Although my candidate lost, I cannot help but be excited by the significance that this election holds for America and African-Americans. We have seen African-Americans hold the office of secretary of state, justice of the Supreme Court, chairman of Merrill Lynch, and many other high offices. Electing Barack Obama president, however, crosses the final, most daunting frontier. African-Americans have suffered from an appalling, dreadful history of mistreatment in this country. As interviews on election night made clear, crossing this frontier tells them that they can share fully in the American dream.
The happiness displayed on election night by millions of African-Americans reminded me of the reaction of American Jewry when Israel declared its Independence on May 14, 1948. American Jews took to their streets in an unprecedented, spontaneous burst of joy and celebration. The jubilation was so intense that non-Jews watched with amazement and to some extent the Jews’ happiness was infectious. The unparalleled euphoria alone gave gentiles a sense of the importance to world Jewry of that momentous event.
While the election of Obama is vastly different, I understand how those gentiles felt because that is how I felt on Nov. 4, when I saw the elation among my African-American countrymen. I teared up when I saw the tears in their eyes and I understood the symbolism of the moment to them. And Obama’s victory speech was perfect for the occasion, his demeanor exceptional.
_ _ _ _ _
# TASKS AND EXERCISES
a) Repeat a passage from the election essay word for word, beginning at the words "The happiness displayed" and stopping after the words "his demeanor exceptional.".
b) In the election essay, on what date did Israel declare its independence?
c) Pick up the election essay after its final sentence and continue writing it.
The entries after this point are separate material with no connection to the election essay.
_ _ _ _ _
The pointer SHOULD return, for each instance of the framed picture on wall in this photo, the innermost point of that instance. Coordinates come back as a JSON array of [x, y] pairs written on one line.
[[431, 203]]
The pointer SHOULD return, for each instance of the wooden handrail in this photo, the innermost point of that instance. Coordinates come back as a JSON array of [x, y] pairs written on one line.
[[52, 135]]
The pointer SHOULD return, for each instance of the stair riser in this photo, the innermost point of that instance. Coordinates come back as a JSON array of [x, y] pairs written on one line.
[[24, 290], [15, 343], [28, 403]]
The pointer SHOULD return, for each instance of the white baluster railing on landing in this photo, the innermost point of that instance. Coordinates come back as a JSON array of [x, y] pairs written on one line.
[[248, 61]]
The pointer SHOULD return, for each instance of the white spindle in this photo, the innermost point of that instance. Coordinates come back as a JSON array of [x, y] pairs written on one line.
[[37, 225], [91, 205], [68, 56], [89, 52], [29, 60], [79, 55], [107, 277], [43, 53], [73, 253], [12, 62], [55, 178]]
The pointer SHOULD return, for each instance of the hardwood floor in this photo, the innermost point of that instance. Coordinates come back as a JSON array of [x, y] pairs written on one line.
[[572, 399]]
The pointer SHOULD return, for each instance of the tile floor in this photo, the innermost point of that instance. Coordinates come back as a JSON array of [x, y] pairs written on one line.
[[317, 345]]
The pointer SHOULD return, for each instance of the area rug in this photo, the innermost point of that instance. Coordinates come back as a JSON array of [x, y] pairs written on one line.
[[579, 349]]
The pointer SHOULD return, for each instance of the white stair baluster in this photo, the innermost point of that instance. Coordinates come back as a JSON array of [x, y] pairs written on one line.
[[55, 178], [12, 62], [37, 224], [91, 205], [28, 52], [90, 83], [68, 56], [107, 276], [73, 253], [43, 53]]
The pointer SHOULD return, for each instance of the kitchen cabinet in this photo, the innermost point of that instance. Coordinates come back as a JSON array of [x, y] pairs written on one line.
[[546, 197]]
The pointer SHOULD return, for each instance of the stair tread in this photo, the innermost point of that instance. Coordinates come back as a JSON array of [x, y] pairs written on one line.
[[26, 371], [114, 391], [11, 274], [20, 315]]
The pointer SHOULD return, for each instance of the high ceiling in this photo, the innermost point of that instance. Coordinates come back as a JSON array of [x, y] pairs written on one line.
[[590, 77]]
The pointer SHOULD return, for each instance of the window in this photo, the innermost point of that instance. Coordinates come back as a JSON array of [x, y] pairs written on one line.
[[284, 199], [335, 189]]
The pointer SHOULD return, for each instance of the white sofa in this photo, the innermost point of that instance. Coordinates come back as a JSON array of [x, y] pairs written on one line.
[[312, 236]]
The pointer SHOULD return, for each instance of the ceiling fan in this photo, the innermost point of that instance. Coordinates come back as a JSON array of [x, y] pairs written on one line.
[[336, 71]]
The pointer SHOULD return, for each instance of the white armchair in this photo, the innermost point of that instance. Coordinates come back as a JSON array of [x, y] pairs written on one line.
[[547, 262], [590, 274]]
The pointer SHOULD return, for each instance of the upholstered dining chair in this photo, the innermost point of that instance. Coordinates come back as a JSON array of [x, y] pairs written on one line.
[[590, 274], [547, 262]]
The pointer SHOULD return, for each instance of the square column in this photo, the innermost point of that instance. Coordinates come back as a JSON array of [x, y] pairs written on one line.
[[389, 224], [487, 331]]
_ _ _ _ _
# SET OF ANSWERS
a)
The happiness displayed on election night by millions of African-Americans reminded me of the reaction of American Jewry when Israel declared its Independence on May 14, 1948. American Jews took to their streets in an unprecedented, spontaneous burst of joy and celebration. The jubilation was so intense that non-Jews watched with amazement and to some extent the Jews’ happiness was infectious. The unparalleled euphoria alone gave gentiles a sense of the importance to world Jewry of that momentous event.
While the election of Obama is vastly different, I understand how those gentiles felt because that is how I felt on Nov. 4, when I saw the elation among my African-American countrymen. I teared up when I saw the tears in their eyes and I understood the symbolism of the moment to them. And Obama’s victory speech was perfect for the occasion, his demeanor exceptional.

b) May 14, 1948.

c)
The day was not, however, perfect for Obama. His grandmother, who raised him, missed seeing, by one short day, this awesome American miracle – her grandson, a poor, multiracial orphan, a nobody from a broken home, rising out of nowhere to become president of the United States of America. Could she have imagined such a thing when she raised this boy? It is utterly tragic that she did not get to see her personal “promised land” – the election of her grandson. Hollywood could not have produced a more heart-rending epilogue.
I still do not approve of Obama’s left-wing politics, but I am hopeful he will govern from the Center, like Clinton, although with Nancy Pelosi and Harry Reid running an undivided Congress, I fear my hopes will be dashed. Nevertheless, we should all wish our next president, Barack Obama, well as he confronts some of the most difficult challenges faced by an incoming president since the 1930s.